[Okunacak Bölüm]
____
III. İLK DERECE MAHKEMESİ KARARI
İlk Derece Mahkemesinin yukarıda tarih ve sayısı belirtilen kararı ile davaya konu ipoteğin üst sınır ipoteğine ilişkin olduğu, alacaklının ipoteğin paraya çevrilmesi yoluyla icra takibi yaptığı dosyanın kapak hesabına göre 16.11.2015 itibariyle alacak miktarının toplam 699.183,45 TL olduğu, alacaklı banka tarafından 06.11.2015 tarihli dilekçe ile satıştan vazgeçildiğinin, satışın düşürülmesinin talep edildiği, 04.02.2016 tarihli dilekçe ile de dosya alacağının haricen tahsil edildiğinin bildirildiği, resmi akit tablosundaki sözleşme hükmü gözetildiğinde, takip tarihine kadar bankaya ödenen 699.183,45 TL’nin üst sınır ipoteği olan 250.000,00 TL’den fazla olduğunun anlaşıldığı gerekçesiyle davanın kabulüne, davalı …Ş. lehine konulan 10.07.2007 tarih ve 3145 sayılı 250.000,00 TL bedelli ipoteğin kaldırılmasına karar verilmiştir.

IV. İSTİNAF
A. İstinaf Yoluna Başvuranlar
İlk Derece Mahkemesinin yukarıda belirtilen kararına karşı süresi içinde davalı vekili istinaf başvurusunda bulunmuştur.

B. İstinaf Sebepleri
Davalı vekili istinaf dilekçesinde özetle; ipoteğin dava dışı şahsın asaleten veya kefaleten kullanmış kullanacağı kredileri kapsadığını, bu borçlardan birisinin ödenmesinin davacının ipotekten kaynaklanan sorumluluğunu kaldırmadığını, dava dışı şahsın kullandığı kredi sebebiyle devam eden icra takip dosyalarının bulunduğunu, bilirkişi raporunun yetersiz olduğunu, kararda icra kapak dosya hesabı olarak miktarın tahsil edilmiş olduğundan bahisle 250.000,00 TL’den fazla tahsilat yapıldığı sonucuna ulaşıldığını ancak bilirkişi raporunda bankaya ne kadar ödeme yapıldığı konusunda bir inceleme yapılmadığını, dava konusu ipoteğin ana para ipoteği olduğunu, üst sınır ipoteği olduğu düşünülse dahi davacı hakkında başlatılan iki ayrı takip dosyasında ödenen toplam miktarın, 250.000,00 TL bedelli ipoteğe %250 faiz ve sair icra giderleri uygulanması durumunda davacını ödemesi gereken tutarın oldukça yüksek olduğunu belirterek kararın kaldırılmasını istemiştir.
____
[Gösterilen Materyal]
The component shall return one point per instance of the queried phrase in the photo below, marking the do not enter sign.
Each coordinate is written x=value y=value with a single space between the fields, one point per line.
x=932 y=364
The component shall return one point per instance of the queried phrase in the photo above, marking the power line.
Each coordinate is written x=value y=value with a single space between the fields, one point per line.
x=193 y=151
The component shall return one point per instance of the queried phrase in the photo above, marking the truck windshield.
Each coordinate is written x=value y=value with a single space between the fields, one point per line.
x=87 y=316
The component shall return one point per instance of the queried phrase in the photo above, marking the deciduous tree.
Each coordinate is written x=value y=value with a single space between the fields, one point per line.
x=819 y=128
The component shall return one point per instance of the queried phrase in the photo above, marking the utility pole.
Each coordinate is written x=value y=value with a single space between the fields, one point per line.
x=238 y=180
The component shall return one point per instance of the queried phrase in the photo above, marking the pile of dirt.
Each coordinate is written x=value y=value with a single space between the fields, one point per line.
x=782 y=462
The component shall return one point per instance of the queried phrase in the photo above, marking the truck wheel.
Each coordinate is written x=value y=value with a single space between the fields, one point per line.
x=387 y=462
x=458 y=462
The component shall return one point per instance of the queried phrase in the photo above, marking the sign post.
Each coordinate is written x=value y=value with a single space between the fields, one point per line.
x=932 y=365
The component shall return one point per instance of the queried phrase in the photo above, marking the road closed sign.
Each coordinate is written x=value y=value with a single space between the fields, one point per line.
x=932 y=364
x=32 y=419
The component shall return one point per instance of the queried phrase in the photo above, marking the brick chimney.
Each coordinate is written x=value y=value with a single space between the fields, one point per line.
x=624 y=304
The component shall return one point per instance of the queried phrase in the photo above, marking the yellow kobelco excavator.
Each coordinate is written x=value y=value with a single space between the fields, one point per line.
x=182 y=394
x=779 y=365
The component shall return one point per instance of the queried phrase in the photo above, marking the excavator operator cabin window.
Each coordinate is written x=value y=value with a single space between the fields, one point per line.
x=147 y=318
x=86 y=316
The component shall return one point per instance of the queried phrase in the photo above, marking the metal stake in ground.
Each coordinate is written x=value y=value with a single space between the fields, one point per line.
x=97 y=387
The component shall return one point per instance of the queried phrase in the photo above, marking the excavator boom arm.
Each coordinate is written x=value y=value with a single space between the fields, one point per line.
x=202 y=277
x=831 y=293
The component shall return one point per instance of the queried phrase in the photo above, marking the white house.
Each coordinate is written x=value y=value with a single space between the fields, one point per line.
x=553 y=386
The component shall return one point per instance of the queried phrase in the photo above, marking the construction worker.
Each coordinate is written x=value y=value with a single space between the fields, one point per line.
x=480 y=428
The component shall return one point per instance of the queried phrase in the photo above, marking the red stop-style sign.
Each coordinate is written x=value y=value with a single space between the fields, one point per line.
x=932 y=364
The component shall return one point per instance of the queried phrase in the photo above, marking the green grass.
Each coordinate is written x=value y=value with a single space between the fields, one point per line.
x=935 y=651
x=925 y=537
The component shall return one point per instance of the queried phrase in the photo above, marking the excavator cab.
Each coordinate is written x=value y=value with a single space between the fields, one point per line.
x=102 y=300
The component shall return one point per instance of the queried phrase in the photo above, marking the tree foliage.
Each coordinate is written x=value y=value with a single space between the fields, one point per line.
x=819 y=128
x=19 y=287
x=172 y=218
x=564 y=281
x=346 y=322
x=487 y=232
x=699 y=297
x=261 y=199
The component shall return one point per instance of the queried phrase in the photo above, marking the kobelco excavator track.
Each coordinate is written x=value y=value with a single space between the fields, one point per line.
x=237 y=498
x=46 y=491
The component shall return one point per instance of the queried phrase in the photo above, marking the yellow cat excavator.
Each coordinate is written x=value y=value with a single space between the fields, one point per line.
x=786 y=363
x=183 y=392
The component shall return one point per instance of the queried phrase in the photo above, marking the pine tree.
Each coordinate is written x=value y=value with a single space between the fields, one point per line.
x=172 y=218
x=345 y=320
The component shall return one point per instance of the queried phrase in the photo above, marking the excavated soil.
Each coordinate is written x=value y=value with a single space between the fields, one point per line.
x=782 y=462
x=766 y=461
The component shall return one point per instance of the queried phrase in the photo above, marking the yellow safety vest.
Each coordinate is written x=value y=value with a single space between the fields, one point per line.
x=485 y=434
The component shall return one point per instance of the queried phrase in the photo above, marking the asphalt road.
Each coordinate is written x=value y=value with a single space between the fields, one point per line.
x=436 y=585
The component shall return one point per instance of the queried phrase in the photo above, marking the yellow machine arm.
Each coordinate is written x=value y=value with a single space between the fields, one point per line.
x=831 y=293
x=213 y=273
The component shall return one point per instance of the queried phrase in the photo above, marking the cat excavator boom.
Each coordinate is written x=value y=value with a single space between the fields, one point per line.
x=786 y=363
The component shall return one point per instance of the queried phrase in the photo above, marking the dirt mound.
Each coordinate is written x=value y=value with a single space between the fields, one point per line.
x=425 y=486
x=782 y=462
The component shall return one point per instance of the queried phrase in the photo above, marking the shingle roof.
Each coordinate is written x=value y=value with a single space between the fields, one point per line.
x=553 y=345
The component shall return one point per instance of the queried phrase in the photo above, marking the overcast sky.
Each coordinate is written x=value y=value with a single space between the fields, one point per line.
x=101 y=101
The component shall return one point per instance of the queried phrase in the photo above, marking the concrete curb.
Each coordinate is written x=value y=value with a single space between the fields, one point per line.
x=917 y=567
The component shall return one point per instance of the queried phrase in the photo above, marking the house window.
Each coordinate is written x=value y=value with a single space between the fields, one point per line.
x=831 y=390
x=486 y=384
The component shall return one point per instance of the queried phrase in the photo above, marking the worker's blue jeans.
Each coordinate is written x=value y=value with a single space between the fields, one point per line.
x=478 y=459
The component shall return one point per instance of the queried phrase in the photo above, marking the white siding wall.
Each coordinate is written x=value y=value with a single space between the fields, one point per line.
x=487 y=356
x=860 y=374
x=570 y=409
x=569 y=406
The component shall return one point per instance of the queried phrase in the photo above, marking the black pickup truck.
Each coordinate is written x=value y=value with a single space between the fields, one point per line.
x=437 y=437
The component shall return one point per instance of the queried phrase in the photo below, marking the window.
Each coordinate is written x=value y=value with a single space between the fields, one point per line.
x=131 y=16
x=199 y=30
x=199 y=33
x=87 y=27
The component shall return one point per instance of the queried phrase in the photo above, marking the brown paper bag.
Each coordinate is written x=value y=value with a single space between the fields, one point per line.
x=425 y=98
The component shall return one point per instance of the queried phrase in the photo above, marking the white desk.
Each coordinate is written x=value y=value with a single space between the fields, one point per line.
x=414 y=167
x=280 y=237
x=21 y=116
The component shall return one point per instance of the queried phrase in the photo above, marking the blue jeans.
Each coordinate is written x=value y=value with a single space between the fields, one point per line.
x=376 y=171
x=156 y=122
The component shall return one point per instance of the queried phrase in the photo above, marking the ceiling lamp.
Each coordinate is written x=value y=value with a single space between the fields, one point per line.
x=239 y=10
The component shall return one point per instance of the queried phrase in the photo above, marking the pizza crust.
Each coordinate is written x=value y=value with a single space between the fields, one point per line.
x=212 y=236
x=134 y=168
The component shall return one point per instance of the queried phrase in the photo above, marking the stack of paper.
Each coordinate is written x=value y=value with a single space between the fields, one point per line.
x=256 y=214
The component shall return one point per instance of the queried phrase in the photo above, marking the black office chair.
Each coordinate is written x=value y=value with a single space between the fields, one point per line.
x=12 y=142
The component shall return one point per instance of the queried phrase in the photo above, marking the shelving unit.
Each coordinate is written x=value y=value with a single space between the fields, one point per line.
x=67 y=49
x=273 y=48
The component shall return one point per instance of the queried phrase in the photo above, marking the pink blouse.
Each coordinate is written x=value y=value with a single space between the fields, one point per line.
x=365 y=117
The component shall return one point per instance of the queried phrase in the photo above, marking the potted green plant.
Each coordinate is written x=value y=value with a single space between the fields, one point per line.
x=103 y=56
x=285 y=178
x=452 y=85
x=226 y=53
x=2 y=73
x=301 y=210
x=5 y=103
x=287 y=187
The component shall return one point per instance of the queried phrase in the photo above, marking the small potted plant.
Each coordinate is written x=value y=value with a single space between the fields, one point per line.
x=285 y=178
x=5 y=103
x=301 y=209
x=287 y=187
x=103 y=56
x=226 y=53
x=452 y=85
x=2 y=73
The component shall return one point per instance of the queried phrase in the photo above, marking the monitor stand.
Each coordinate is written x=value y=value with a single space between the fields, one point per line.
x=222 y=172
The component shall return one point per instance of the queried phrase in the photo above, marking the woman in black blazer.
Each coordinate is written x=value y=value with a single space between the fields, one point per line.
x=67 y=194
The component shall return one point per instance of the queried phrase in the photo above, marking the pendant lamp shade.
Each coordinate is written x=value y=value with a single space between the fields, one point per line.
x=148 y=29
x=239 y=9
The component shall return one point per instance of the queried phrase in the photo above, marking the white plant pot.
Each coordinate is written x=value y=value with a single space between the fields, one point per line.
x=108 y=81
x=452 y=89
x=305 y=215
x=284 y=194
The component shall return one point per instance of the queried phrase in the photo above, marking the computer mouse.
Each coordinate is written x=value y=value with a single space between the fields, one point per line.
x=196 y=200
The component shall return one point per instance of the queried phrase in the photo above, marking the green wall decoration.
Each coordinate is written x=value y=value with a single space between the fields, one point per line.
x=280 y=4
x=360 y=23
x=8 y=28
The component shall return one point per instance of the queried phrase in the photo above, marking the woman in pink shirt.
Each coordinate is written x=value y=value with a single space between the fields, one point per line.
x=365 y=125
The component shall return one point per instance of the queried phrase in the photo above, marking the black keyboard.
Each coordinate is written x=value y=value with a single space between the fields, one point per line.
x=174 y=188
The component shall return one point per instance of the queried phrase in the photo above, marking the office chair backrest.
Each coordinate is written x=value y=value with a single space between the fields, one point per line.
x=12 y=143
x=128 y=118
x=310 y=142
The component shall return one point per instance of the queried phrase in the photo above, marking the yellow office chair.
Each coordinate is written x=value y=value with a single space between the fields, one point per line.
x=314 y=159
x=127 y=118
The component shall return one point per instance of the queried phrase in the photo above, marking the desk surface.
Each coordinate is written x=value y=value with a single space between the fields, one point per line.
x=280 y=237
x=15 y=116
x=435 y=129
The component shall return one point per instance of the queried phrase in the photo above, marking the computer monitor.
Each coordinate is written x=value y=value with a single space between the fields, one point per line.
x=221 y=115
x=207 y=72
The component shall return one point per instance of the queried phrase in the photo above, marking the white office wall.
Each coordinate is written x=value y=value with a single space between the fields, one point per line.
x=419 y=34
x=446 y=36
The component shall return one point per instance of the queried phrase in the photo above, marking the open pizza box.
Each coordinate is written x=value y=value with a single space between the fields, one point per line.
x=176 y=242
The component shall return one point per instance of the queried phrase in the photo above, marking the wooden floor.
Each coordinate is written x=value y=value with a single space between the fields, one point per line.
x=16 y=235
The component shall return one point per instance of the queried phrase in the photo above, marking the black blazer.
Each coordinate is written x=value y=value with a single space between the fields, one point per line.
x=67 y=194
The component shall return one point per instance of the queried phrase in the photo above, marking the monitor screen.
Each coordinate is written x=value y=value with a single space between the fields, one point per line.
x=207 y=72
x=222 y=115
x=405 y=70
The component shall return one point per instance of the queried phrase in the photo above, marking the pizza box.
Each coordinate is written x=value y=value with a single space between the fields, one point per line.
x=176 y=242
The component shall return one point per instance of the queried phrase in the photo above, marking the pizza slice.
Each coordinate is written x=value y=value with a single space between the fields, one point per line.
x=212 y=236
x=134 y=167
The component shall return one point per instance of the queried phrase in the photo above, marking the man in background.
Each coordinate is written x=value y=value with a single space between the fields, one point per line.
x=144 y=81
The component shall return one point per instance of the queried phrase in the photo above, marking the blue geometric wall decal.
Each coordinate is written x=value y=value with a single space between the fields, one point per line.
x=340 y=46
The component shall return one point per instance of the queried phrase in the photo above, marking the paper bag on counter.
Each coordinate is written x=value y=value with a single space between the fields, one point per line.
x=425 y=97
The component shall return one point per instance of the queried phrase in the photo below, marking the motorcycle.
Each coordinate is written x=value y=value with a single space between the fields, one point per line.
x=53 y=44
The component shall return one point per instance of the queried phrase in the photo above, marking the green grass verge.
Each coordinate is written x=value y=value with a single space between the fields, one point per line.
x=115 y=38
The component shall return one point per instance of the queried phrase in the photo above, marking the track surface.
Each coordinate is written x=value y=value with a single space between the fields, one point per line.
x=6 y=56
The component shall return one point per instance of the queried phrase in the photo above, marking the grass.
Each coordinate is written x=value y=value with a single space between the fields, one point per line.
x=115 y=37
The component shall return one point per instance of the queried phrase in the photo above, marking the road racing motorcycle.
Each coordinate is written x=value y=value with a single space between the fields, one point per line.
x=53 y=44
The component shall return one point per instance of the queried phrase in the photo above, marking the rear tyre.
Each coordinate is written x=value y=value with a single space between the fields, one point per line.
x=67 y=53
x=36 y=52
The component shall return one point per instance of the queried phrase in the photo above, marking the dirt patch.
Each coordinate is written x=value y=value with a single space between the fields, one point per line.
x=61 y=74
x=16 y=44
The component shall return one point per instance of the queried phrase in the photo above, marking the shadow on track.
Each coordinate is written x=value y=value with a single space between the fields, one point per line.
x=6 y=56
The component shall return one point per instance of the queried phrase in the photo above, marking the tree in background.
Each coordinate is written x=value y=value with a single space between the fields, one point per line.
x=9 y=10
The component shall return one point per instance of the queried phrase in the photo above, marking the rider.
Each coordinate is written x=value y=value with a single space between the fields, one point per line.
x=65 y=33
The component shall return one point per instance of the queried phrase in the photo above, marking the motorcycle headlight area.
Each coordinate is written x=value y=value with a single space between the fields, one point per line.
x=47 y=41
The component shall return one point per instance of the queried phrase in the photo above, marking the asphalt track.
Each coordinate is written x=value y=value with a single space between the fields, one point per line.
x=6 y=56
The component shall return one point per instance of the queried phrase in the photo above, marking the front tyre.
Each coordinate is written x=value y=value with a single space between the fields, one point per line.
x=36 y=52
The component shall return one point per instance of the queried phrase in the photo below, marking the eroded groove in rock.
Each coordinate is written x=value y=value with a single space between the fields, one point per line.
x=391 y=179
____
[Görevler]
A: Karar metninde "IV. İSTİNAF" ifadesinden "istinaf başvurusunda bulunmuştur." ifadesine kadar olan kısmı hiç değiştirmeden yeniden yazın.
B: Karar metnine göre İlk Derece Mahkemesi, davalı lehine konulan ipoteğin kaldırılmasına hangi gerekçeyle hükmetmiştir? Bir ile üç cümle arasında açıklayın.
Materyal başka bir kaynaktan alınmıştır.

[Sıralı Çözümler]
A:
IV. İSTİNAF
A. İstinaf Yoluna Başvuranlar
İlk Derece Mahkemesinin yukarıda belirtilen kararına karşı süresi içinde davalı vekili istinaf başvurusunda bulunmuştur.

B: Mahkeme, davaya konu ipoteğin üst sınır ipoteği olduğunu belirlemiştir. Resmi akit tablosundaki sözleşme hükmünü gözeterek, takip tarihine kadar bankaya ödenen 699.183,45 TL'nin üst sınır olan 250.000,00 TL'den fazla olduğu sonucuna varmıştır. Bu gerekçeyle davayı kabul edip 250.000,00 TL bedelli ipoteğin kaldırılmasına karar vermiştir.